**YOUR OBJECTIVE:** Rewrite the records from the line that contains "of the flower" down to the end of the records, keeping every line and raising each coordinate value by 3.

↓

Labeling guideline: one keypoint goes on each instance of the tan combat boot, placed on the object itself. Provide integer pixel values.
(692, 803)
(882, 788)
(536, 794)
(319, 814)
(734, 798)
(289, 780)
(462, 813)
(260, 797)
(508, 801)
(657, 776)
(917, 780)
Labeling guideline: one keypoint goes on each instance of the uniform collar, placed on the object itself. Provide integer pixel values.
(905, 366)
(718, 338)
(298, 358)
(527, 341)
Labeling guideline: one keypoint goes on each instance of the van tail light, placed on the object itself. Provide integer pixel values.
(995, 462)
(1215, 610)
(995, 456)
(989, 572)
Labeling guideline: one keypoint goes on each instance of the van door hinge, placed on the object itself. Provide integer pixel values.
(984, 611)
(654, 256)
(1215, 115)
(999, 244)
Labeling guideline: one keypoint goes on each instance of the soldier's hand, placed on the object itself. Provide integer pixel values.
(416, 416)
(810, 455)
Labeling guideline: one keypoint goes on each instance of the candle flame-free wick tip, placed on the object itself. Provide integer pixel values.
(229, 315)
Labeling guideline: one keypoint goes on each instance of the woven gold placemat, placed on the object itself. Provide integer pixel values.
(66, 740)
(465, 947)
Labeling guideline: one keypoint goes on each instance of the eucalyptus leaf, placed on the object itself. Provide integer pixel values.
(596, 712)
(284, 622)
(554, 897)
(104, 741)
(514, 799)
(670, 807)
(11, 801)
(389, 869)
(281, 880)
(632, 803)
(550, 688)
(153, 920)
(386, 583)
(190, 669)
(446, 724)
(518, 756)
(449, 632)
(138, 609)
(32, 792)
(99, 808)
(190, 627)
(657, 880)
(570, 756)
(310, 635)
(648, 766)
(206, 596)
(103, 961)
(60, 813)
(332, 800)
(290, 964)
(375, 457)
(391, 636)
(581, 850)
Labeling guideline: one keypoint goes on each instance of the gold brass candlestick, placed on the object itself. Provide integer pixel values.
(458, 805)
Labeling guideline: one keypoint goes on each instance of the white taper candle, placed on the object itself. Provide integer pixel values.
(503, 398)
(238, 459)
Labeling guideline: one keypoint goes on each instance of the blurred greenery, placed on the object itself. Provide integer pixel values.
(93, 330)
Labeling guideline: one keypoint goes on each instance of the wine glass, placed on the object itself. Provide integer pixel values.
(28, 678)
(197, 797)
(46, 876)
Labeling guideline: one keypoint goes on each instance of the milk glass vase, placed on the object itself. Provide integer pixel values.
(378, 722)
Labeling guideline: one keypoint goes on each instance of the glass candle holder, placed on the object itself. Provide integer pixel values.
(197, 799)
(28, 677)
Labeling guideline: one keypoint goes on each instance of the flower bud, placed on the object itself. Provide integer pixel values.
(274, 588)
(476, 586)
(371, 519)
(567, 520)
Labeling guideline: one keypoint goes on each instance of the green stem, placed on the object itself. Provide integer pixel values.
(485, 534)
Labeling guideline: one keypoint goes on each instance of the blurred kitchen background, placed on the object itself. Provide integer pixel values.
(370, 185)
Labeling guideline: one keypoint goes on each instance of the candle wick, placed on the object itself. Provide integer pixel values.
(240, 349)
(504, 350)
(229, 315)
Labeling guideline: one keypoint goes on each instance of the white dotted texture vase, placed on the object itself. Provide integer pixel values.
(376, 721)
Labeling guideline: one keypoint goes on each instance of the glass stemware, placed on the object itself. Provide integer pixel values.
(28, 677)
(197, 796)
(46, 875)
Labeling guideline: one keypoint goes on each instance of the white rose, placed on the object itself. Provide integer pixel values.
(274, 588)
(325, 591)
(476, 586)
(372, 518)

↑

**RESPONSE TO THE EXERCISE:**
Labeling guideline: one keypoint goes on each instance of the flower bud, placed on the object itself. Provide integer pixel values.
(277, 591)
(479, 589)
(374, 522)
(570, 523)
Labeling guideline: one keypoint goes on each instance of the green stem, placed on the object itself. Provide integer pixel values.
(488, 537)
Labeling guideline: one keypoint goes on each instance of the blurred kitchen background, placed on the object itself. Provide integer pixel values.
(373, 188)
Labeling guideline: one keypoint goes on each instance of the candle wick, placed on the object itself. Provide integer pixel values.
(243, 352)
(507, 353)
(232, 318)
Labeling guideline: one keypoint goes on each instance of the white dotted texture vase, placed on the object itself. Provide integer pixel values.
(379, 724)
Labeling guideline: one keypoint goes on each instance of the glass stemware, placed on the object itself. Provide integer pixel values.
(31, 680)
(200, 799)
(49, 878)
Labeling guideline: one keypoint goes on each instance of the white rose, placed on the object itself. Provide integer pixel values.
(277, 591)
(328, 594)
(479, 589)
(375, 521)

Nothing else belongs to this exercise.